Records drawn from a dataset:

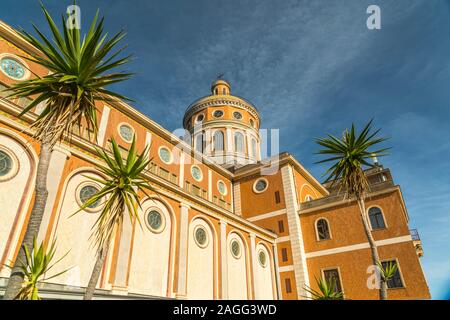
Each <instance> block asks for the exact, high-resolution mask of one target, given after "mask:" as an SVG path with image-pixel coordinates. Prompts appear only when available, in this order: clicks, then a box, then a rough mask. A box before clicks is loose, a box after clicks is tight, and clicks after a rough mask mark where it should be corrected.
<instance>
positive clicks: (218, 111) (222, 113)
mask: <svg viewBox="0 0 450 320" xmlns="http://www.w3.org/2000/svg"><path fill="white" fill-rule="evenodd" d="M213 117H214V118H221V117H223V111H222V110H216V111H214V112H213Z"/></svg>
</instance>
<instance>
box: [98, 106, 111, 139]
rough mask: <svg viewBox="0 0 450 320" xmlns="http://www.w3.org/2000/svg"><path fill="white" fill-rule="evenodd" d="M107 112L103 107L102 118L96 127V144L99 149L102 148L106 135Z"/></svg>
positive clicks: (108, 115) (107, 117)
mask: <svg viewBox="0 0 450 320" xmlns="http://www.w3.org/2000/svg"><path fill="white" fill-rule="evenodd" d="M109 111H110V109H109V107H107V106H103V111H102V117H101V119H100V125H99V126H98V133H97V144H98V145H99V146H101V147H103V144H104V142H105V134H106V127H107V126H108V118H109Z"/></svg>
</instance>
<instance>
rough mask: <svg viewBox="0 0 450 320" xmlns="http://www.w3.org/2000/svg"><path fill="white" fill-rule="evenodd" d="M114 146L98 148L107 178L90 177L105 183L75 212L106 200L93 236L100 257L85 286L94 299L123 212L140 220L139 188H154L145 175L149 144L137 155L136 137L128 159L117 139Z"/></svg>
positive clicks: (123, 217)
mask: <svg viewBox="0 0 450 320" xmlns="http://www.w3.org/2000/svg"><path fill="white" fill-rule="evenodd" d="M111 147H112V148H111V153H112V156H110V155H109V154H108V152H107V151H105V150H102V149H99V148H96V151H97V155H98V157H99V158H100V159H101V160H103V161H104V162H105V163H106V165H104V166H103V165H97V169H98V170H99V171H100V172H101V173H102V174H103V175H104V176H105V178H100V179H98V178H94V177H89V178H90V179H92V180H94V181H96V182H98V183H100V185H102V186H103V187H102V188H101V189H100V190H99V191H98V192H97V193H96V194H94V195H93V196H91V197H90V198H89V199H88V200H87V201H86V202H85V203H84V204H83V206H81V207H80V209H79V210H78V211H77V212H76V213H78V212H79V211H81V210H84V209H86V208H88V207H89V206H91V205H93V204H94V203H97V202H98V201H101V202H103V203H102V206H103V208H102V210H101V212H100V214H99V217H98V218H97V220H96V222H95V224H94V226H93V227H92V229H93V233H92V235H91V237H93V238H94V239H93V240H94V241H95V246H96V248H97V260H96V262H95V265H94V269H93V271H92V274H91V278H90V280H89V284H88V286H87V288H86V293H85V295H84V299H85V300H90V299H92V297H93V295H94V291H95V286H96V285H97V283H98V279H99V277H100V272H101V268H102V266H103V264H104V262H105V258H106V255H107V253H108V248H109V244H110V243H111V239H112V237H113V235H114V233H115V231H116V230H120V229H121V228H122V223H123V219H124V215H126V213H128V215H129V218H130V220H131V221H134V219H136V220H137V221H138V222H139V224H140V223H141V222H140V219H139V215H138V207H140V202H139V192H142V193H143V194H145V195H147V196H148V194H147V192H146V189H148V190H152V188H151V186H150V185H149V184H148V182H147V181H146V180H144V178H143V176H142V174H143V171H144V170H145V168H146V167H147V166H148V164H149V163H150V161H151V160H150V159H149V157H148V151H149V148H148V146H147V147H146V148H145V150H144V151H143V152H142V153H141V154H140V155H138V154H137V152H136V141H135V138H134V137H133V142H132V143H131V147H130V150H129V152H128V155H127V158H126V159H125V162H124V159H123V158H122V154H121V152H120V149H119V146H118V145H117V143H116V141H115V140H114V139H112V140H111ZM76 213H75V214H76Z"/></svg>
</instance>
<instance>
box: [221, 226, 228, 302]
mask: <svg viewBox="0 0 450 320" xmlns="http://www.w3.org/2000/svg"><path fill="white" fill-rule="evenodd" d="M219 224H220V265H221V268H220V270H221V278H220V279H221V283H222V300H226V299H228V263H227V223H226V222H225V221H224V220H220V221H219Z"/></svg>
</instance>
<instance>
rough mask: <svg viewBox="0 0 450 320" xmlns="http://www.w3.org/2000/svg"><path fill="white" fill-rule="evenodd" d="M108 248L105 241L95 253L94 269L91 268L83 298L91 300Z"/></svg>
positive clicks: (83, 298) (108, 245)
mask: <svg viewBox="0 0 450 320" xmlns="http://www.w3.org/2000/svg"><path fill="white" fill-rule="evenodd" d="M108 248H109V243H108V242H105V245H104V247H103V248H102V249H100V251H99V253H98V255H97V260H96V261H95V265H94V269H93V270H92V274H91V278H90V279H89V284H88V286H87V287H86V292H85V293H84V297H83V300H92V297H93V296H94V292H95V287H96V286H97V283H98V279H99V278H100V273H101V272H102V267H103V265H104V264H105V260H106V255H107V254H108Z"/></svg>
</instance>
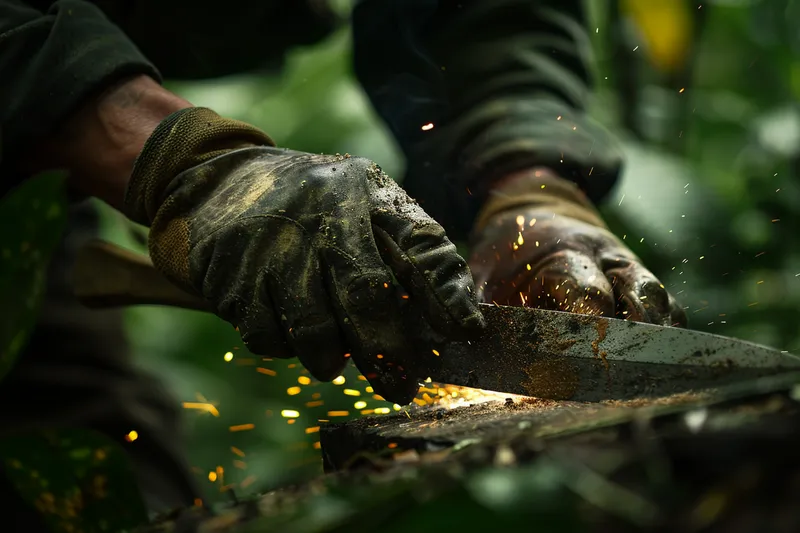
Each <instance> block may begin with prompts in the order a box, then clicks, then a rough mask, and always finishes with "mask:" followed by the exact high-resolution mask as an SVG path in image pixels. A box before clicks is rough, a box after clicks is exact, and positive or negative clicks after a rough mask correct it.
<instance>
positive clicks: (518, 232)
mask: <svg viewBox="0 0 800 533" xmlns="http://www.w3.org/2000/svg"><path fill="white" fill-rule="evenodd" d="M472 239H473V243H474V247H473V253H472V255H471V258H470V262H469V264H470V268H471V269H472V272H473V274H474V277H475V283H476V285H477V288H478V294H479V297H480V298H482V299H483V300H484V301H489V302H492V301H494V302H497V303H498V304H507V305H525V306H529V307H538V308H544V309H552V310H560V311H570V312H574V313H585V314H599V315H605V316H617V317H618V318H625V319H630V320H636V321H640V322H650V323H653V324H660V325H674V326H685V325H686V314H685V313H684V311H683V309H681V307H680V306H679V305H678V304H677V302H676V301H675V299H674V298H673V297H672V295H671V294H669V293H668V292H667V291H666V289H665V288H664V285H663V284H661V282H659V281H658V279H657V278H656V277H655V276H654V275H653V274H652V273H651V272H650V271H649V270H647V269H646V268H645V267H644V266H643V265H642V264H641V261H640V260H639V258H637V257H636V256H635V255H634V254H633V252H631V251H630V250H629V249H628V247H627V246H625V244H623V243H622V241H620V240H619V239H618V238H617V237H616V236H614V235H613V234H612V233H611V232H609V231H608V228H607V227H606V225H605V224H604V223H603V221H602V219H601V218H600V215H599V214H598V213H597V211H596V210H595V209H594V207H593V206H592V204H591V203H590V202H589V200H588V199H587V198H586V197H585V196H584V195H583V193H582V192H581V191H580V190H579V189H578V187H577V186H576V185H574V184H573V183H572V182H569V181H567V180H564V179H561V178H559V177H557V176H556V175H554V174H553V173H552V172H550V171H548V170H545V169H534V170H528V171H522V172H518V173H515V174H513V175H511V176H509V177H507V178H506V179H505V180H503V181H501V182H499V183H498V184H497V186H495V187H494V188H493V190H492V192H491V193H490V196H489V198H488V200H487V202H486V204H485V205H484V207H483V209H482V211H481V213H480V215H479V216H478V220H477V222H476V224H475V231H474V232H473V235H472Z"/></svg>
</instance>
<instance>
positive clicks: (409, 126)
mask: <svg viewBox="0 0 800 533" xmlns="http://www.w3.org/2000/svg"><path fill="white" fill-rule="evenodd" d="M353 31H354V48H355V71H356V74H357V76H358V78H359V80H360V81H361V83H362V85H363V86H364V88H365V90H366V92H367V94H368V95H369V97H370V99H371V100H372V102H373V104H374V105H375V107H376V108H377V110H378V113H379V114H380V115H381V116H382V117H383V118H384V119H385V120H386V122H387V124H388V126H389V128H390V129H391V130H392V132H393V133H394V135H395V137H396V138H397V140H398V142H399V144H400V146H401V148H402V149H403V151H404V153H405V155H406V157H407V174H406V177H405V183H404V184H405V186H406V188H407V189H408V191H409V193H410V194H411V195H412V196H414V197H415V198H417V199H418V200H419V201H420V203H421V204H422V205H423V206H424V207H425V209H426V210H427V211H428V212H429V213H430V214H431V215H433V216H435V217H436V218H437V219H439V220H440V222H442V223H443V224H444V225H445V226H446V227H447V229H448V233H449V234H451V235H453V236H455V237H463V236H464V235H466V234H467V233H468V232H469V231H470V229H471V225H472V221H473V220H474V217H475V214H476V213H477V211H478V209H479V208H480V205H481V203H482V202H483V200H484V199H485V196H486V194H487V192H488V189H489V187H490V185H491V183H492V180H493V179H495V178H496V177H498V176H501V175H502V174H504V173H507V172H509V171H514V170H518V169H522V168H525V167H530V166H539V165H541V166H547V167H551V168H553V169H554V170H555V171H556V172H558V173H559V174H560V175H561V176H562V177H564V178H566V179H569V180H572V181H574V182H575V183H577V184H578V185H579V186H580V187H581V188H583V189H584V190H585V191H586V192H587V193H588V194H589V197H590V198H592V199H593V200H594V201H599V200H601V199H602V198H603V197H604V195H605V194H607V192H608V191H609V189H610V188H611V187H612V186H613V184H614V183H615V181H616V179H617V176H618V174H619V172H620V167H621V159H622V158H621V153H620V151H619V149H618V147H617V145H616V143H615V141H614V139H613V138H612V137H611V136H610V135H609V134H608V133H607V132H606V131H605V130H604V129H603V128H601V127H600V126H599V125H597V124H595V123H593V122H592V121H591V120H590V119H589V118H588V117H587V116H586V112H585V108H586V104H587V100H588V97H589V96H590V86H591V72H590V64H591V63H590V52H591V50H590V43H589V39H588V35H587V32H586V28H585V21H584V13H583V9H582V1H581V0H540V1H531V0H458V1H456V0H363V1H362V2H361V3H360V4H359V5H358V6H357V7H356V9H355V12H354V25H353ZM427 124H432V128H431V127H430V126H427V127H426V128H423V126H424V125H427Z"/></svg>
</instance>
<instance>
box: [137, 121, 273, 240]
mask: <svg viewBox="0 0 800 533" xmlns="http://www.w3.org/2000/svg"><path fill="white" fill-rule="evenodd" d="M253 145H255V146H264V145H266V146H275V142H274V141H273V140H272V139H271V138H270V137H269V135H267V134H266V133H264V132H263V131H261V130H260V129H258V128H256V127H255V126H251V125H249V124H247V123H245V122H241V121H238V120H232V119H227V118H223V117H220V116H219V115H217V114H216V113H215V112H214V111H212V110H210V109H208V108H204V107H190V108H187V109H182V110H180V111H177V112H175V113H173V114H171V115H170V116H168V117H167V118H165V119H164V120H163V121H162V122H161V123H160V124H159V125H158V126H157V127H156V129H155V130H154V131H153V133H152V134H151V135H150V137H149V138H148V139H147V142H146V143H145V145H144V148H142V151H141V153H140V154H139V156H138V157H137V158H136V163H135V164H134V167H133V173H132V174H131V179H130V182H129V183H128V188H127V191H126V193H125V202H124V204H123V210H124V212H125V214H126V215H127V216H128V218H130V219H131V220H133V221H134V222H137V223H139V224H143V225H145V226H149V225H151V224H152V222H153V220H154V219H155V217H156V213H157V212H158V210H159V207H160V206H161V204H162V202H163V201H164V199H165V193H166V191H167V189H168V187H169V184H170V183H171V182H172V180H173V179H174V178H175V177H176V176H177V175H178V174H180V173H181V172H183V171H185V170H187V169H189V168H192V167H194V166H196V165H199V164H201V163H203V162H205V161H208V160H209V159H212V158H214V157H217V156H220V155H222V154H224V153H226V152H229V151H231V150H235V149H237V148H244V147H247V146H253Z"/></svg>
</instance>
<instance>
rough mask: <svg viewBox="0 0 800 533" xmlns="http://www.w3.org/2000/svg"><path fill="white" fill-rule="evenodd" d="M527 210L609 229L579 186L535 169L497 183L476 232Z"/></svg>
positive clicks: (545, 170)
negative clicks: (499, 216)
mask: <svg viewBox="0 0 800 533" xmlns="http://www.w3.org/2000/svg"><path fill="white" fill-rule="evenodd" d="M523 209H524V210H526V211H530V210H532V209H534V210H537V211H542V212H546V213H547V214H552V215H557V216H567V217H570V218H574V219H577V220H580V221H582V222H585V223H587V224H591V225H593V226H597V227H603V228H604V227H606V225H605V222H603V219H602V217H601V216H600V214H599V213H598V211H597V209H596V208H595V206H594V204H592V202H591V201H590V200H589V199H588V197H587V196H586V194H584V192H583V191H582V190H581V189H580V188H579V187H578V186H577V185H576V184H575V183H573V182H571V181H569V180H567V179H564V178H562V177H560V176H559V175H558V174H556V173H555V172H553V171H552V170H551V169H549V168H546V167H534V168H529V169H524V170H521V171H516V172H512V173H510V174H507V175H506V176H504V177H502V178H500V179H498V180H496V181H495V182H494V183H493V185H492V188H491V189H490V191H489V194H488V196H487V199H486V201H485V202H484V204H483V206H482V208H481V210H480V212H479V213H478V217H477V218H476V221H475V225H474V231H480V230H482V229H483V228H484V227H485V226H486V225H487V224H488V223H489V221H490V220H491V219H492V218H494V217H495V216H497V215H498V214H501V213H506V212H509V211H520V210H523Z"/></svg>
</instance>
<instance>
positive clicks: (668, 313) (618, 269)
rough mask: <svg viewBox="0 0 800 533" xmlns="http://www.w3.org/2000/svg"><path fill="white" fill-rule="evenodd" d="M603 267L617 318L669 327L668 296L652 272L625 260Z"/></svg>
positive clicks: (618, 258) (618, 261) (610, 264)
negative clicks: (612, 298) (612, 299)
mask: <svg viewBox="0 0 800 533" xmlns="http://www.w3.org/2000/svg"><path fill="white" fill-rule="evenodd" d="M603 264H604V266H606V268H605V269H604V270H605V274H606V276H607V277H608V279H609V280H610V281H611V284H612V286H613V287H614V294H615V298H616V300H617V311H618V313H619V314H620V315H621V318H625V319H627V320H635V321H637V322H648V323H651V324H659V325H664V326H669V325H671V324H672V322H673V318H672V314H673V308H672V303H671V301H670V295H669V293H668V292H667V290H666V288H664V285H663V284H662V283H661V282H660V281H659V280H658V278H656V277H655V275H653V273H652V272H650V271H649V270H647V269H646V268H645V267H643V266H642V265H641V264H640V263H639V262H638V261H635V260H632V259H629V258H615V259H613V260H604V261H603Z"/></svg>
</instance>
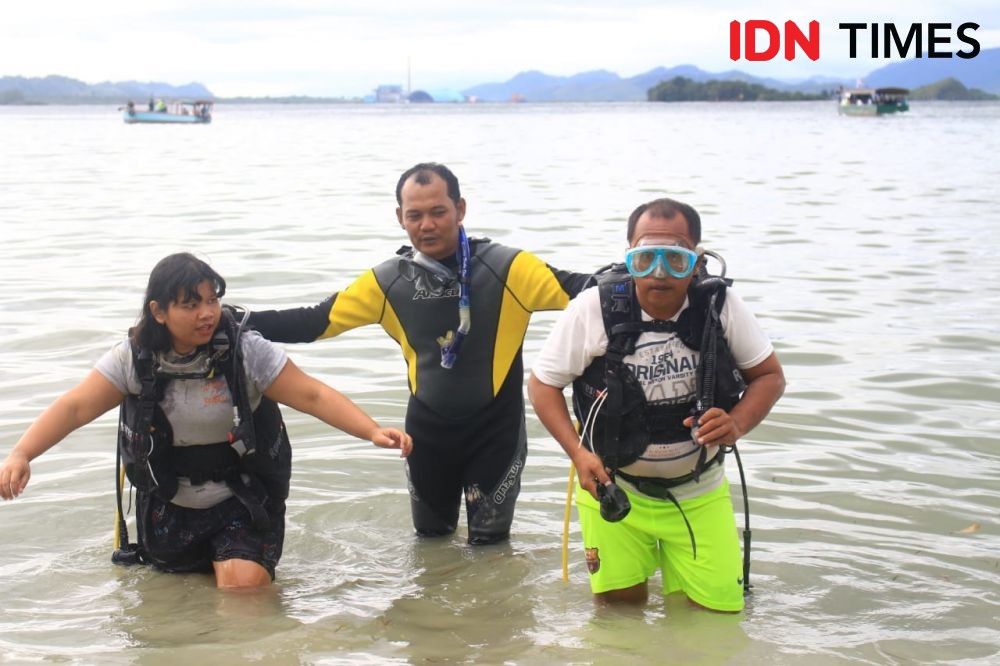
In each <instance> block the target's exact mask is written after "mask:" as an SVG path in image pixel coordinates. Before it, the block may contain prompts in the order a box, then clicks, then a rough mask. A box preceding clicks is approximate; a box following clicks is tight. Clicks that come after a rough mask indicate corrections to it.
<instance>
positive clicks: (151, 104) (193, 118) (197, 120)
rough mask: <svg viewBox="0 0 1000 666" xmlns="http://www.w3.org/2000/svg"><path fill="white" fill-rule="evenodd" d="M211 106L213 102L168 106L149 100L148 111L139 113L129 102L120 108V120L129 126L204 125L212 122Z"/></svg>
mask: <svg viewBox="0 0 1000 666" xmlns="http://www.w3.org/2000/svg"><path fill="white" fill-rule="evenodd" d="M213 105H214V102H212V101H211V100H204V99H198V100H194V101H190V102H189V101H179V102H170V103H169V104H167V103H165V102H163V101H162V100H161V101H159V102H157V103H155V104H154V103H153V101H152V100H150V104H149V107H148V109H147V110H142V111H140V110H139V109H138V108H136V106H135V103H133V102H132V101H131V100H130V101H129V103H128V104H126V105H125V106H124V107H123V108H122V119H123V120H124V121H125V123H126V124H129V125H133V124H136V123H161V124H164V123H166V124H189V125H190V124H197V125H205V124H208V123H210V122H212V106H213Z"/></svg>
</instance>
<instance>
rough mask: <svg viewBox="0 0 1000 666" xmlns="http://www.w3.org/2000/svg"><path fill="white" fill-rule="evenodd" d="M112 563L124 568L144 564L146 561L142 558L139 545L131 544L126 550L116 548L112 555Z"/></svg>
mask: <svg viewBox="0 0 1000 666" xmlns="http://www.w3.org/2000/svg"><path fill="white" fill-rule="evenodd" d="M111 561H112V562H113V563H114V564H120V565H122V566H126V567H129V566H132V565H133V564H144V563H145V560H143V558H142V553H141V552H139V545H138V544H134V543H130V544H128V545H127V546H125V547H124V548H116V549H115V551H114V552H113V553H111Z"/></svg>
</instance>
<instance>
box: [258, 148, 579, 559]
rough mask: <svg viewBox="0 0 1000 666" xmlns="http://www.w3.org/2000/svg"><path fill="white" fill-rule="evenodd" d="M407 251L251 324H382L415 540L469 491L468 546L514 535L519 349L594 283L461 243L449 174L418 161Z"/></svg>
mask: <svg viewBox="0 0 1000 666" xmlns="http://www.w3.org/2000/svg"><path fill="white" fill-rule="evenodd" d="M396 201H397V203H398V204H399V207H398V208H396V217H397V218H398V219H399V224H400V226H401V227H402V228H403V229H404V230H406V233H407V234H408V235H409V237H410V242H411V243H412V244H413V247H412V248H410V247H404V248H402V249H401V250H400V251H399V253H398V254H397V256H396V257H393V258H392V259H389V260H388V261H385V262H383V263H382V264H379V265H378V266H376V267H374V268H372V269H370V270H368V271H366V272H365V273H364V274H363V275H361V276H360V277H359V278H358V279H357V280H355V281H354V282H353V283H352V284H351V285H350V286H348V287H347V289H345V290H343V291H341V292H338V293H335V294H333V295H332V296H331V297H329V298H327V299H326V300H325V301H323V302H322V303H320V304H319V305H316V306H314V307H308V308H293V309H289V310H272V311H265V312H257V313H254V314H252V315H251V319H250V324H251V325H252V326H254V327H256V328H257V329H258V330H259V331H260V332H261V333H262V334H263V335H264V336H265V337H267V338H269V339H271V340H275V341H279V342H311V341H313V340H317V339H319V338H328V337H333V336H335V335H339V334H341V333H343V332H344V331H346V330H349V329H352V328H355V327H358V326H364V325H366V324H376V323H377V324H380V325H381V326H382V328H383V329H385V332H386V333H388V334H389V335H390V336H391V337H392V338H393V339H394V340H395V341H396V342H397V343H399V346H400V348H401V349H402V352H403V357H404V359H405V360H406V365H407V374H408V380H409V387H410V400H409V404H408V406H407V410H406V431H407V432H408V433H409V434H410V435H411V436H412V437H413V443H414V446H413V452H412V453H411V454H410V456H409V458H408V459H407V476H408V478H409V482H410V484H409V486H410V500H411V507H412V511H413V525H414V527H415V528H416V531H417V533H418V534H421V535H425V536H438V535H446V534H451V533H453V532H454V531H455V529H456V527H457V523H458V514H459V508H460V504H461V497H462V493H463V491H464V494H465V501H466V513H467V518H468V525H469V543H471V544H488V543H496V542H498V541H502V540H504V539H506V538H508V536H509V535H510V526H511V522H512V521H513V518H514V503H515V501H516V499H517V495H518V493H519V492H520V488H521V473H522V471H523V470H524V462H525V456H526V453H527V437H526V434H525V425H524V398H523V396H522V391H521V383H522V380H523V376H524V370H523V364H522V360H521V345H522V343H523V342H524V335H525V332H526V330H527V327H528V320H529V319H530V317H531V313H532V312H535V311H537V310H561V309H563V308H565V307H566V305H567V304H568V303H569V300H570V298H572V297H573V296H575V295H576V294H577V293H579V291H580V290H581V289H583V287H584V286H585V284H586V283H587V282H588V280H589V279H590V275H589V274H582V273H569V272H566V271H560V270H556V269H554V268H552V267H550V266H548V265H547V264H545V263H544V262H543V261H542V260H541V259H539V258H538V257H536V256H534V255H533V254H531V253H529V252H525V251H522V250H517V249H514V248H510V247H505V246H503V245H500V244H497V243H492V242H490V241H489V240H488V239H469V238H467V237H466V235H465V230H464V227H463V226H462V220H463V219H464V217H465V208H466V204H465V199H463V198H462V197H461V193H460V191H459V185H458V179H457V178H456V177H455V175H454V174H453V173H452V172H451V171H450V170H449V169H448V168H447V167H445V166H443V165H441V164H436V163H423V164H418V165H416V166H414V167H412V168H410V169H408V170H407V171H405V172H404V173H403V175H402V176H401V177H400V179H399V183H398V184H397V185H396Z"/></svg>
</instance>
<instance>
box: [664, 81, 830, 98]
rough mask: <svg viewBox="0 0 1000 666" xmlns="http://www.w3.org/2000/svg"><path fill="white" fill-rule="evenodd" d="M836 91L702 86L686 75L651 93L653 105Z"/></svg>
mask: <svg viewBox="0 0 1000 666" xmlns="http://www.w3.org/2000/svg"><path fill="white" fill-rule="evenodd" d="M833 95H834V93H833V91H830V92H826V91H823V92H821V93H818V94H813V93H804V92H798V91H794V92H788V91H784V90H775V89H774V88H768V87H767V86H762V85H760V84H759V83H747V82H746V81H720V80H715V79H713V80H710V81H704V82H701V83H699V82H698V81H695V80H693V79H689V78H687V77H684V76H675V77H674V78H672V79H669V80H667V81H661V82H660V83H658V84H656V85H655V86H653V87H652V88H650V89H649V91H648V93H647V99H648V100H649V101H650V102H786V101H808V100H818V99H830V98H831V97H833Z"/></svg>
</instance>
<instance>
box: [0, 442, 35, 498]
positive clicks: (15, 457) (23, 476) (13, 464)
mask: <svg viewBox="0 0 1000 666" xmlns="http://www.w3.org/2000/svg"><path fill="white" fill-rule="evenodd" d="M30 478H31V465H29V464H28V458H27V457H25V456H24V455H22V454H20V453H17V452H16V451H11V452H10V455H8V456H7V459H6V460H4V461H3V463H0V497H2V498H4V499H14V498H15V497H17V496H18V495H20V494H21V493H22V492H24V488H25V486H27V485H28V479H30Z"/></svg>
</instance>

→ **EXERCISE BRIEF**: Retype the entries above exactly, starting at their first line and ending with the line that holds "112L103 107L102 118L96"; pictures stay out.

→ **WRITTEN SOLUTION**:
Each <instance> block asks for the exact, high-resolution mask of one target, given after "mask:" as an SVG path with image-pixel coordinates. Prompts appear only when available, in this order: clicks, then a box, then a rough mask. A box before clicks is loose, a box after clicks is tight, and clicks after a rough mask mark where it should be corrected.
<instance>
positive clicks: (218, 111) (222, 113)
mask: <svg viewBox="0 0 450 320" xmlns="http://www.w3.org/2000/svg"><path fill="white" fill-rule="evenodd" d="M213 117H214V118H221V117H223V111H222V110H216V111H214V112H213Z"/></svg>
</instance>
<instance>
box: [98, 106, 111, 139]
rough mask: <svg viewBox="0 0 450 320" xmlns="http://www.w3.org/2000/svg"><path fill="white" fill-rule="evenodd" d="M107 112L103 107L102 118L96 127V144L99 149L102 148L106 135Z"/></svg>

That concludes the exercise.